• ENTRIES SHOWN
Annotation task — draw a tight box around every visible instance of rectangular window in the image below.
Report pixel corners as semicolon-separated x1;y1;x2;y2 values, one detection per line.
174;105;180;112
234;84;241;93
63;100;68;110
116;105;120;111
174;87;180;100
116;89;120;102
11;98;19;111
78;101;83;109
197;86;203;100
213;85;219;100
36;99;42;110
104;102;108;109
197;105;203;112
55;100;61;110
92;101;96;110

• AIM OF THE TASK
Once the line with "Report pixel corners" is found, transcribe it and each line after it through the final line of the entries, exactly and only.

• RESULT
Report pixel corners as semicolon-separated x1;y1;x2;y2 values, one detection per line.
174;105;180;112
234;84;241;93
63;100;68;110
116;105;120;111
174;87;180;100
116;89;120;102
11;98;19;111
78;101;83;109
197;86;203;100
213;85;219;100
36;99;42;110
104;102;108;109
197;105;203;112
55;100;61;110
92;101;96;110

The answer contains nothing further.